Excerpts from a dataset
Start of Block
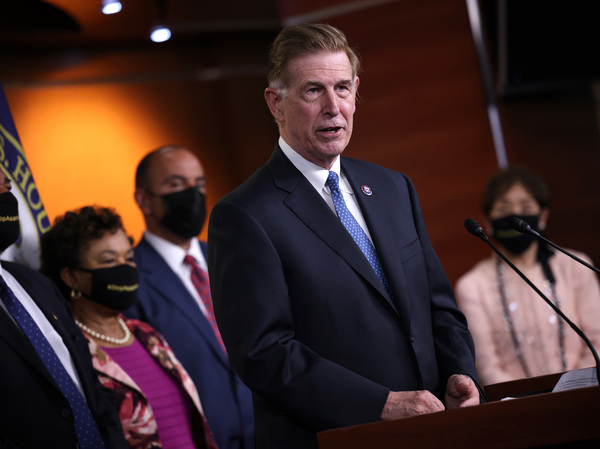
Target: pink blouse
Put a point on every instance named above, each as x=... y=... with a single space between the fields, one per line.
x=535 y=324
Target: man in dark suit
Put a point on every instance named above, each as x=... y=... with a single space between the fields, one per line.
x=170 y=189
x=331 y=301
x=34 y=410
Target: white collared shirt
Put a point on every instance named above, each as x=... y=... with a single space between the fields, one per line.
x=42 y=322
x=317 y=176
x=174 y=255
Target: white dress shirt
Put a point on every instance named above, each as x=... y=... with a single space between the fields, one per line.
x=317 y=176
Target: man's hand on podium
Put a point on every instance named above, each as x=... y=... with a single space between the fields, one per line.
x=401 y=404
x=461 y=391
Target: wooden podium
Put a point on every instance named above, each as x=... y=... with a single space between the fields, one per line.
x=536 y=418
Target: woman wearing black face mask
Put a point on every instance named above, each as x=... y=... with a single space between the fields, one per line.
x=516 y=333
x=88 y=254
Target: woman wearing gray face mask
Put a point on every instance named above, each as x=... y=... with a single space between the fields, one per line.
x=88 y=254
x=516 y=334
End of Block
= Required action =
Restate, word for word, the entries above, dropping any picture.

= Task result =
Target: pink blouse
Put a point on every instance named above, each as x=... y=... with a single space between the fields, one per line.
x=535 y=324
Target: man in dark suit
Put a point on every instance named above, each as x=... y=... with a single space between the fields, one per line.
x=170 y=189
x=331 y=301
x=34 y=410
Target: white collared shirt
Put a point on every instance named above, each as x=... y=... with a single space between the fields, one per line.
x=42 y=322
x=317 y=176
x=174 y=255
Target: white dress shirt
Put a point on every instance named above, each as x=... y=... with a single space between the fields, one per line.
x=317 y=176
Target: man's hand on podium
Put a point on every instance named above, each as x=... y=... with a single space between the fields, one per line.
x=401 y=404
x=461 y=391
Target: wooden podium
Put a point on every instance named above, each as x=... y=... with a single space between the fields, one per line.
x=536 y=418
Target: woman wearing black face mask
Put a point on every instance named above, each as x=... y=... with a single space between the fields, one per line.
x=516 y=333
x=88 y=254
Target: woman wearing gray face mask
Put a point on every instance named above, each as x=... y=... with a single space between the fields, one per line.
x=88 y=254
x=516 y=334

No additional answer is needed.